▶ Task to carry out:
Rewrite the paragraph starting "To investigate this problem" from the thesis abstract below as a short bulleted list that keeps its main facts.

▶ Source passage:
Romé, Yvan ORCID: https://orcid.org/0000-0003-3343-1459 (2024) Abrupt climate changes during the last ice age: a study of millennial-scale variability in climate simulations. PhD thesis, University of Leeds.
Abstract
Simulating the climate is more important than it has ever been if we want to foresee the disruptions of global climate change. Climate simulations are, however, limited by our lack of understanding of the tipping points of the climate systems. Such tipping points have been crossed the last deglaciation, between 19 and 11.7 thousand years before present, whose chain of events recalls the demise of the modern ice sheets. Deglacial abrupt climate changes are linked to complete reorganisations of Atlantic Meridional Overturning Circulation (AMOC) by the effect of the freshwater released by the melting ice sheets. The AMOC can shift between several modes, but the precise drivers and consequences of these shifts are still to be established.
To investigate this problem, I produced a new set of simulations from a general circulation model displaying millennial-scale variability that resembles the abrupt climate change sequence of the last glacial period and the last deglaciation. Under the right balance of magnitude and location of the freshwater forcing field derived from the ice sheet melting history, the North Atlantic climate experiences a pseudo-oscillating behaviour with a periodicity of around 1500 years and Greenland temperature changes of about 10°C. I proposed a mechanism to explain the millennial-scale variability in these simulations based on a slow global salt oscillator and abrupt North Atlantic convection component coupled by modifications in the AMOC regime. This mechanism is key to understanding what combination of boundary conditions and forcings can lead to millennial-scale variability in glacial simulations, and this theory was applied to new last glacial maximum simulations forced with deglacial meltwater history using two different ice sheet reconstructions.

▶ Supplied records:
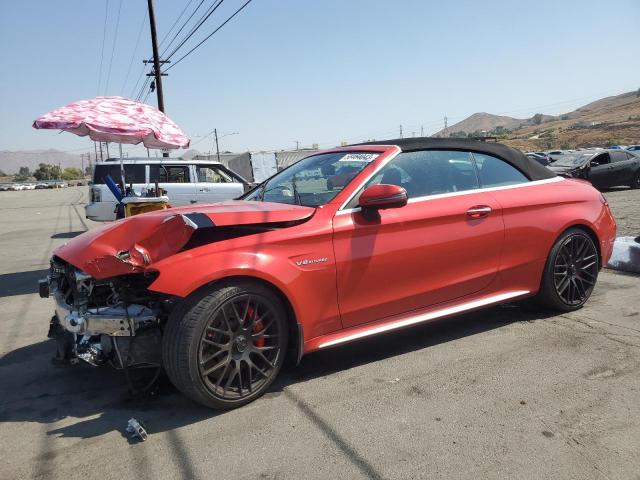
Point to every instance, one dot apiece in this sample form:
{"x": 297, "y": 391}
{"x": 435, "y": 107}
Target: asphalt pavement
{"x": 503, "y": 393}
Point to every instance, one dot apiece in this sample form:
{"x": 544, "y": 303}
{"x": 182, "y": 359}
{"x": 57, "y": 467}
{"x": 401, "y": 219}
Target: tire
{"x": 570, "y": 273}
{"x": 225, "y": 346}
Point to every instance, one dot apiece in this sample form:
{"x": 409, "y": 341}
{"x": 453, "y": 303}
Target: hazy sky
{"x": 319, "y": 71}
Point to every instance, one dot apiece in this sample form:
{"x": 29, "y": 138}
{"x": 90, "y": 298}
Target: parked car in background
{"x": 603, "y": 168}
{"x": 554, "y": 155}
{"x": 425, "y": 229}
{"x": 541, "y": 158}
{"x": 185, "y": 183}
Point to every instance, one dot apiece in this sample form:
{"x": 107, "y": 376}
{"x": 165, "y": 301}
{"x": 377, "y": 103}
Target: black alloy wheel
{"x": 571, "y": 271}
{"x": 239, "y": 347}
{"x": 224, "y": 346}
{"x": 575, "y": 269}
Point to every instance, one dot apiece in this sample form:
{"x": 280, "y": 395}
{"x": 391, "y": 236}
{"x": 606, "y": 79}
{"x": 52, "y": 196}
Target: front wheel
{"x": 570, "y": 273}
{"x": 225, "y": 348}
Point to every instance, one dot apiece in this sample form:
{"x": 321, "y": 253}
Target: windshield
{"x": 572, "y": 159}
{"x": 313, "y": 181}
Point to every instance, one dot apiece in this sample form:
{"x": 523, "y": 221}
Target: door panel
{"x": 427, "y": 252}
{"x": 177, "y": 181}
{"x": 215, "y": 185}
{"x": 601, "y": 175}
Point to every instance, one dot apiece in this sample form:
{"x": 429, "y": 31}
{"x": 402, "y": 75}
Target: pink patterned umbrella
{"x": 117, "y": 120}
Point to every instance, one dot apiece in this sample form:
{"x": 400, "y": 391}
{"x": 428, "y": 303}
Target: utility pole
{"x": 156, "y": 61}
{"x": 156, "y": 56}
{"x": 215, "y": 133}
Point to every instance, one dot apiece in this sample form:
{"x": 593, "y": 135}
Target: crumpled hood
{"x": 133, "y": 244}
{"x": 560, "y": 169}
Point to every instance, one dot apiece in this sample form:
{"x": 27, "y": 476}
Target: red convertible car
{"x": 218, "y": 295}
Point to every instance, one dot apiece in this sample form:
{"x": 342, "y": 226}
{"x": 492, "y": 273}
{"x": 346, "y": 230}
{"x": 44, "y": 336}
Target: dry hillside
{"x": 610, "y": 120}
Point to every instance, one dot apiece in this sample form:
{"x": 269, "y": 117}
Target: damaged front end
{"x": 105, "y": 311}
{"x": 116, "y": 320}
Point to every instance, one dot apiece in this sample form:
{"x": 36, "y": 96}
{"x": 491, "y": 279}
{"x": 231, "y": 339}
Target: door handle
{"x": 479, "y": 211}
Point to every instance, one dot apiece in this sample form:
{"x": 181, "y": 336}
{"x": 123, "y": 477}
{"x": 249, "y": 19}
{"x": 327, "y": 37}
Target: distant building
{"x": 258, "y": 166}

▶ Answer to the task:
- A new set of general circulation model simulations shows millennial-scale variability resembling the abrupt climate change sequence of the last glacial period and the last deglaciation.
- With the right balance of magnitude and location of freshwater forcing derived from ice sheet melting history, the North Atlantic climate pseudo-oscillates with a periodicity of around 1500 years and Greenland temperature changes of about 10°C.
- The proposed mechanism couples a slow global salt oscillator and an abrupt North Atlantic convection component through changes in the AMOC regime.
- This mechanism is key to understanding which combinations of boundary conditions and forcings can lead to millennial-scale variability in glacial simulations.
- The theory was applied to new last glacial maximum simulations forced with deglacial meltwater history, using two different ice sheet reconstructions.